--- begin Records shown ---

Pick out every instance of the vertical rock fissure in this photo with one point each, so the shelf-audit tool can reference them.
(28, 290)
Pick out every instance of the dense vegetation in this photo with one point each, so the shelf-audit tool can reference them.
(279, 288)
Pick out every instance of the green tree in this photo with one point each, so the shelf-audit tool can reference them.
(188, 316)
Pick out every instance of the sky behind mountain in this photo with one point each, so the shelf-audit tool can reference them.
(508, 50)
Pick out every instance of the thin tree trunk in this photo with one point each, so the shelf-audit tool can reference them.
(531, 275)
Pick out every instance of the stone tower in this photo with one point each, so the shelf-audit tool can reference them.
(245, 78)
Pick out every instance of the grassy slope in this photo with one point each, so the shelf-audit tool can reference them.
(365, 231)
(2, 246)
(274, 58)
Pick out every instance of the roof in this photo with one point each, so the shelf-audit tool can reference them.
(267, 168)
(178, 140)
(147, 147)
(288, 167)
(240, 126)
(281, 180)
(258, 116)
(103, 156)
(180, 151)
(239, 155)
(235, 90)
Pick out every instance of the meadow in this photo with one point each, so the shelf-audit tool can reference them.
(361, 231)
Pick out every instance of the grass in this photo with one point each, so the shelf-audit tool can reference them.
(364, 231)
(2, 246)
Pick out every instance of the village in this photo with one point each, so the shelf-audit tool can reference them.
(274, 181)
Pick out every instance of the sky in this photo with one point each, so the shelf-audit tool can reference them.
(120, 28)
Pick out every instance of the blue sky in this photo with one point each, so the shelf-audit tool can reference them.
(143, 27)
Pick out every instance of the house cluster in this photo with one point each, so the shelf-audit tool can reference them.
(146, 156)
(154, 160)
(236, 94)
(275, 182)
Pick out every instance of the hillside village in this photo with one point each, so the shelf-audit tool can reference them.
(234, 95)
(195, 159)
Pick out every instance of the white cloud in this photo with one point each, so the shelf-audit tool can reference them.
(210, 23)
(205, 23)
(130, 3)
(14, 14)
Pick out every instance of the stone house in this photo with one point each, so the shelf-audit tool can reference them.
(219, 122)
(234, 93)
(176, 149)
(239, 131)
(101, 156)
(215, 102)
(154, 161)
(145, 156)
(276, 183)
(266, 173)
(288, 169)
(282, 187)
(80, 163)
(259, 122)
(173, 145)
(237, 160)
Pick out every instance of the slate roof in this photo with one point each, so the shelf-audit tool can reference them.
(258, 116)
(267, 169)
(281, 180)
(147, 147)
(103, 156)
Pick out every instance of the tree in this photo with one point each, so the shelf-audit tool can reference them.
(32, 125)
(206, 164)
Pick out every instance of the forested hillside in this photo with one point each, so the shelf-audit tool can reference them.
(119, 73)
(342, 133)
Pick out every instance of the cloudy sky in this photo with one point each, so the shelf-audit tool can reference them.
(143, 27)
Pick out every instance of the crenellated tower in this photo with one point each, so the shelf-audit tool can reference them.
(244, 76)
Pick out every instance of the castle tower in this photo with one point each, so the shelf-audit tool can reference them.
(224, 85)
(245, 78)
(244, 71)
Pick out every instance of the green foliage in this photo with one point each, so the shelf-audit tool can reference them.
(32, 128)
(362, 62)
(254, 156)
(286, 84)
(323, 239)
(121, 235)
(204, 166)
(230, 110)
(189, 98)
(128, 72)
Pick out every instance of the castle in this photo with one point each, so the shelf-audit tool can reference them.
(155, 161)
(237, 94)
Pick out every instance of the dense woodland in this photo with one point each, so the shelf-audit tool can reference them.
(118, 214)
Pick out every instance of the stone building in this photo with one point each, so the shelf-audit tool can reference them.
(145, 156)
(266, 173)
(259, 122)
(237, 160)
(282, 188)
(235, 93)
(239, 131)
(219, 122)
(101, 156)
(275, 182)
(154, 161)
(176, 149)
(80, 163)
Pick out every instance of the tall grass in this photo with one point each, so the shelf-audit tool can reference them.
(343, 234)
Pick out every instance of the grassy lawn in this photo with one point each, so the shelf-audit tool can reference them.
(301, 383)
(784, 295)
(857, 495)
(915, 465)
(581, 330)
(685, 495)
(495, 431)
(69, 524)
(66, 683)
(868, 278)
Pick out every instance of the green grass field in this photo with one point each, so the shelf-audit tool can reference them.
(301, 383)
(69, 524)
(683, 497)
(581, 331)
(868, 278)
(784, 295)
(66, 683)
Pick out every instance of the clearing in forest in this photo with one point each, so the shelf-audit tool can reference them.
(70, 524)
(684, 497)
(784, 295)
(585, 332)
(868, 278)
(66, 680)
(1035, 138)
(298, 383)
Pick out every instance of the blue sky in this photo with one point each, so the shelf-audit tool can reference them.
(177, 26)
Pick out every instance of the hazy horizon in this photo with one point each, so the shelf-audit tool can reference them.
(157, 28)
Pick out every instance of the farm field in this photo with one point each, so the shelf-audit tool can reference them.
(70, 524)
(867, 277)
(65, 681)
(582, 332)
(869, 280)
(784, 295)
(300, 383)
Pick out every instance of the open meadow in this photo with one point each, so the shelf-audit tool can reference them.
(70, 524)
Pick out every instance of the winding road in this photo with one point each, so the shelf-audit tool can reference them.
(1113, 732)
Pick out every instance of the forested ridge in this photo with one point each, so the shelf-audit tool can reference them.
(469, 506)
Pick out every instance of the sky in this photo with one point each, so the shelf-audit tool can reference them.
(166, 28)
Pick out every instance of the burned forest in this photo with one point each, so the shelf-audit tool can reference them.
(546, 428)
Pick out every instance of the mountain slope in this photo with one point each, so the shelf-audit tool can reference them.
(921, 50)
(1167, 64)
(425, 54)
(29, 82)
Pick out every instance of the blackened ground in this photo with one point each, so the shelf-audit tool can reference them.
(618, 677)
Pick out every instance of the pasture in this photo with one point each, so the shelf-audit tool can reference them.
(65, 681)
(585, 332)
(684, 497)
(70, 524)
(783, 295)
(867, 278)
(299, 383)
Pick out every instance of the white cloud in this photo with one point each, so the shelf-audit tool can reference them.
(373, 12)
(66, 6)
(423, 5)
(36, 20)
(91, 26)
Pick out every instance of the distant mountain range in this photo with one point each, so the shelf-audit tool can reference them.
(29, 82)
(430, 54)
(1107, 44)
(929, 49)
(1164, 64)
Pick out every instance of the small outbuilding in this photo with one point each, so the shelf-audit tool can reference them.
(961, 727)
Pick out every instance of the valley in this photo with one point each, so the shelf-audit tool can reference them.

--- end Records shown ---

- _Exercise task_: Copy out everything from the line containing "Pick out every instance of the blackened" down to the end of the records, substituting "grazing field" for "pasture" and leaving all else unchanged.

- _Reply_:
Pick out every instance of the blackened ground in this photo with one point each, so the shelf-audit tool can reference them.
(618, 677)
Pick out every instance of the grazing field in this photo with one point each, so the shelf-audit tool can reference them.
(65, 681)
(585, 332)
(684, 497)
(70, 524)
(783, 295)
(867, 278)
(299, 383)
Pick out every instance of the white cloud in this photo with one point each, so the shelf-audit tool can reference them.
(373, 12)
(66, 6)
(423, 5)
(36, 20)
(91, 26)
Pick out every instance of the distant mountain range in this photo with one point each, so the shelf-audit tool can reference them.
(29, 82)
(430, 54)
(1107, 44)
(929, 49)
(1164, 64)
Pick out every instance of the small outbuilding in this photo with one point each, so the shelf-audit tool can reference them.
(961, 727)
Pick out every instance of the valley in this photo with one point each, so the shelf-audit tool can reference them.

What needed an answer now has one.